Excerpt provided Start Marker
London 2012: Brain tumour boy, George Stocker, to carry Olympic torch

Since being diagnosed with a brain tumour in 2008, George Stocker, has raised more than £50,000 for charity

A 12-year-old boy, who has raised more than £50,000 for charity, has been chosen to be one of the 8,000 people to carry the Olympic torch in 2012.

George Stocker, from Wetherby, West Yorkshire, was diagnosed with a brain tumour in 2008.

Since then he has been fundraising for the cancer charity, Candlelighters.

George was offered his place by the London Organising Committee of the Olympic and Paralympic Games (Locog) after being nominated by 30 people.

After his tumour was diagnosed George underwent more than 80 weeks of treatment including multiple operations, chemotherapy and radiotherapy.

While undergoing treatment he also found time to organise a string of major fundraising events.

'Inspirational story'

On hearing he had been selected to carry the torch, George said: "I am quite nervous, the thought of it makes me shiver."
Excerpt provided End Marker
Extracted records Start Marker
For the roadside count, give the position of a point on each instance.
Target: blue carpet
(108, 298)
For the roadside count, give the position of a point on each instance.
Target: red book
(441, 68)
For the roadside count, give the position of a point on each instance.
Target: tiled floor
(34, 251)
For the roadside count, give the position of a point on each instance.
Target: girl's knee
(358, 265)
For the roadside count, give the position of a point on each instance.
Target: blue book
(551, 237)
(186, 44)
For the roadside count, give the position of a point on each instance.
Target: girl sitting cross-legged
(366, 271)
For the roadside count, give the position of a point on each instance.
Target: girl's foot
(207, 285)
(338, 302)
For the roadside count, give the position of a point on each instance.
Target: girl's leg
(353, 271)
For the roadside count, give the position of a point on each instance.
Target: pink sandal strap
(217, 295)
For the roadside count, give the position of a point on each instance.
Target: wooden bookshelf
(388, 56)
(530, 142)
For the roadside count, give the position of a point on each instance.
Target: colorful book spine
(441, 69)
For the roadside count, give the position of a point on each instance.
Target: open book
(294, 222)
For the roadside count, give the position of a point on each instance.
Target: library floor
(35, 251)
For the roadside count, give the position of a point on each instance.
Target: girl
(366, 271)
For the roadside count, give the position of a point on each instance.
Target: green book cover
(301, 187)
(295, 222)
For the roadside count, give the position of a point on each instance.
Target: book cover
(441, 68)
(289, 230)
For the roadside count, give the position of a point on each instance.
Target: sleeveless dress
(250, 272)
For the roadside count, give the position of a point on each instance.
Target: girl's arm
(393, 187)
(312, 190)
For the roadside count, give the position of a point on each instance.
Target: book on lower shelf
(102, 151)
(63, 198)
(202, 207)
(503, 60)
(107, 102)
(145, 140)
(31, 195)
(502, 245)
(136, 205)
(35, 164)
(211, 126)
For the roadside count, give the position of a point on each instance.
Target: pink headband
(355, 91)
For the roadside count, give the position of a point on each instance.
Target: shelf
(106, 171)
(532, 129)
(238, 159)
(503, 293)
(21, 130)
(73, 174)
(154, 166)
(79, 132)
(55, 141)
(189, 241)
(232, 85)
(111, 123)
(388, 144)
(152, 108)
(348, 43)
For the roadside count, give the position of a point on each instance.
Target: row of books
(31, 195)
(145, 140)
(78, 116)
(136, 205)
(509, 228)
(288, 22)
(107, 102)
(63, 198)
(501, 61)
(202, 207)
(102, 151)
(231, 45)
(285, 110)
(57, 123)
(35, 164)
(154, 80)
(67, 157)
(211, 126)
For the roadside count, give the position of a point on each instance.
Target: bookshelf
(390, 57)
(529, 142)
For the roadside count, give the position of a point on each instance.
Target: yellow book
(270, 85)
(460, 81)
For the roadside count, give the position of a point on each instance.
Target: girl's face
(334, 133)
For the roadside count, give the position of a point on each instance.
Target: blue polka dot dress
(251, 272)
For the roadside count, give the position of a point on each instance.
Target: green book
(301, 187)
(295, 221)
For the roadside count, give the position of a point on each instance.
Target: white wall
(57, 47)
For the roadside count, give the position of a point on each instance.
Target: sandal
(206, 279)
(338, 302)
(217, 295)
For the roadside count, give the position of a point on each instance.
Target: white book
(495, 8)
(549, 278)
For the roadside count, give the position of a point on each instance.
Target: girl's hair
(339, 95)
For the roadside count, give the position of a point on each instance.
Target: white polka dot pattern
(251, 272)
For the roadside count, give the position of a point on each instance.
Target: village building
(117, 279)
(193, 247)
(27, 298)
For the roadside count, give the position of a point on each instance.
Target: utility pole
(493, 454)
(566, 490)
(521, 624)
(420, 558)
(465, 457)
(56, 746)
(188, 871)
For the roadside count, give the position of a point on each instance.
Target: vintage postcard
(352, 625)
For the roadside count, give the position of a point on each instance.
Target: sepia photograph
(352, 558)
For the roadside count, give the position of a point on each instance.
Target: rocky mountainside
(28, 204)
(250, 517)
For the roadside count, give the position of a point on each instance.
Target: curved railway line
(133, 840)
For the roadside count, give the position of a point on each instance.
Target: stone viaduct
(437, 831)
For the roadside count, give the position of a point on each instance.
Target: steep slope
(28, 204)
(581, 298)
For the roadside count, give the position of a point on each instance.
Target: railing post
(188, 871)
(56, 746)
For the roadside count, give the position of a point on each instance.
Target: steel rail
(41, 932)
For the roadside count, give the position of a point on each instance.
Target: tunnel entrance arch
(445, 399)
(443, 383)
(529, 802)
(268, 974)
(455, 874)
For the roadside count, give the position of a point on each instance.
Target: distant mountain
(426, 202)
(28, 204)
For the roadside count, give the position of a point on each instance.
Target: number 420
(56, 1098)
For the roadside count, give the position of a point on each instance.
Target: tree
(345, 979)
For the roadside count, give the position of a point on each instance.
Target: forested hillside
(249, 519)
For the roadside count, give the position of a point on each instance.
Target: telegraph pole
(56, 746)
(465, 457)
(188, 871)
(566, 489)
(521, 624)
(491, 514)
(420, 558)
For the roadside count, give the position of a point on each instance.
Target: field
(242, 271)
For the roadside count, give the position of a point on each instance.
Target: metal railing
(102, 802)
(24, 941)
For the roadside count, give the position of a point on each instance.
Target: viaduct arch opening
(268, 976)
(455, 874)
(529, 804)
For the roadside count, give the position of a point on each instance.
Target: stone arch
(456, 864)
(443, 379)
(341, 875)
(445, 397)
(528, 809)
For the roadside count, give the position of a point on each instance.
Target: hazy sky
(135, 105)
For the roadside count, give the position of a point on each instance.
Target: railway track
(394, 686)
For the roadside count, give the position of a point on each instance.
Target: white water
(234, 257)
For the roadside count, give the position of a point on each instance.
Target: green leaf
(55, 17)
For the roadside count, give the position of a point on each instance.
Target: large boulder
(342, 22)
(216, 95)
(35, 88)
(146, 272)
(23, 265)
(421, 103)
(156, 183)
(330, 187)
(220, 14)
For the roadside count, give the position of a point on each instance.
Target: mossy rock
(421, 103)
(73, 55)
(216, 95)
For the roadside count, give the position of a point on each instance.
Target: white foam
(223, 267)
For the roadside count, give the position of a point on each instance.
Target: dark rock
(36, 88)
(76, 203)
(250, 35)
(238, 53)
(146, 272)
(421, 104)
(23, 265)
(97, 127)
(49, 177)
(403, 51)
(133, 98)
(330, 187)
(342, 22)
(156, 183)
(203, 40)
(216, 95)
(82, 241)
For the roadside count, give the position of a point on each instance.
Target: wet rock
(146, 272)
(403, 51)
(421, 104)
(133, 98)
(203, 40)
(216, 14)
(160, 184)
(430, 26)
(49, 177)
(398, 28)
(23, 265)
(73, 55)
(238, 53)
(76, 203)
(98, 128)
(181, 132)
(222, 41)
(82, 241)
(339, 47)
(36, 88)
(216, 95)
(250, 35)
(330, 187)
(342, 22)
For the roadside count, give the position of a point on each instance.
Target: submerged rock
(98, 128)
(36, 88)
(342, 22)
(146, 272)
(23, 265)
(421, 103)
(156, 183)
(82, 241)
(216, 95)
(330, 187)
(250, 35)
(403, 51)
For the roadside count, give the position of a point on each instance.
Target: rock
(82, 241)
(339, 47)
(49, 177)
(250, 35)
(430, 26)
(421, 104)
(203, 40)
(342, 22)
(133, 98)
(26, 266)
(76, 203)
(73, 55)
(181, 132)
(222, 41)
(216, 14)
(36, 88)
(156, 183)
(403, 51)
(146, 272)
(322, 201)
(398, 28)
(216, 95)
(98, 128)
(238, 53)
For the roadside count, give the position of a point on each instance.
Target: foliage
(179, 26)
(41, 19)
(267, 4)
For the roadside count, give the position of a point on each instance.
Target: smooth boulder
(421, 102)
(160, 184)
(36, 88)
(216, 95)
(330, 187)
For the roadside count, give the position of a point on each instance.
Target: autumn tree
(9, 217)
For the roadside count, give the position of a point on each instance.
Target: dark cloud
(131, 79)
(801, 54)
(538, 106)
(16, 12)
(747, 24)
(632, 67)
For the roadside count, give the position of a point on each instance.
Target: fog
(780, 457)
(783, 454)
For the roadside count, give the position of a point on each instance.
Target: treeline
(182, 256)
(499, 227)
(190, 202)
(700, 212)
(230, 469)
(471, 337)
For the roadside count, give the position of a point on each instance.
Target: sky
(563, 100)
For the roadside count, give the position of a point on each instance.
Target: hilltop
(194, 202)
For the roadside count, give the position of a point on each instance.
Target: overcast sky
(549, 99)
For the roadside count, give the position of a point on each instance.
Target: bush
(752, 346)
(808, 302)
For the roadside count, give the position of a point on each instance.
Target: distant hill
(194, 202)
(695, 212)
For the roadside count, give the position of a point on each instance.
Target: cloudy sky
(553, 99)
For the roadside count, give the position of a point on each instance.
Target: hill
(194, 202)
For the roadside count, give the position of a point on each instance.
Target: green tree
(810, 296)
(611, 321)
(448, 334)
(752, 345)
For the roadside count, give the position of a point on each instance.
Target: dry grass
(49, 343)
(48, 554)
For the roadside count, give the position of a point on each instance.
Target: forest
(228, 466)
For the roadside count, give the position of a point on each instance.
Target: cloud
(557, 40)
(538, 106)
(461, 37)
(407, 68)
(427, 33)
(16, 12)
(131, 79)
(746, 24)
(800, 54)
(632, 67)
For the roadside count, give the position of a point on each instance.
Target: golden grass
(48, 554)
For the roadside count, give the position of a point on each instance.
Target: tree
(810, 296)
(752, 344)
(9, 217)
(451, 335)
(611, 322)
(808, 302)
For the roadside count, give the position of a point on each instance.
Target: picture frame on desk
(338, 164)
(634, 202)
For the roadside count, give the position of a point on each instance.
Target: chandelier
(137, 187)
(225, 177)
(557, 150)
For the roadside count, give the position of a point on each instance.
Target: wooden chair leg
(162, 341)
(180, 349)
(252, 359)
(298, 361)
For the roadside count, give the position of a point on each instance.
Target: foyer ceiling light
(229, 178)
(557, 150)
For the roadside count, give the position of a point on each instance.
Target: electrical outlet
Extracted records End Marker
## Prompt 1
Answer these questions using the article about George Stocker carrying the Olympic torch:
(a) What town is George Stocker from?
(b) How many people nominated him for his place?
(c) How many weeks of treatment did he go through after his tumor was diagnosed?
## Prompt 2
Put this sentence from the article about George Stocker into Spanish: "George Stocker, from Wetherby, West Yorkshire, was diagnosed with a brain tumour in 2008."
## Prompt 3
Extend the article about George Stocker and the Olympic torch, picking up after its final sentence.
The listing is not needed for any of the tasks.

## Task answer 1
(a) Wetherby, West Yorkshire
(b) 30 people
(c) More than 80 weeks

## Task answer 2
George Stocker, de Wetherby, West Yorkshire, fue diagnosticado con un tumor cerebral en 2008.

## Task answer 3
His father, Roger Stocker, said his son's story was an inspirational one.

Mr Stocker said: "No matter what goes wrong, what is thrown at you, you can come up from being in a wheelchair in our case to becoming a torchbearer."

George added that he felt "very honoured and excited" to have been chosen as one of the 600 torchbearers across Yorkshire.

One of those who nominated George was his teacher at Queen Ethelburga's College near York.

Lauren Blakeley said she hoped she would be able to watch George carry the torch.

She added: "It is going to be absolutely fantastic. It is going to be watching someone we all care so much about and who has gone through so much and who is going to carry a part of history."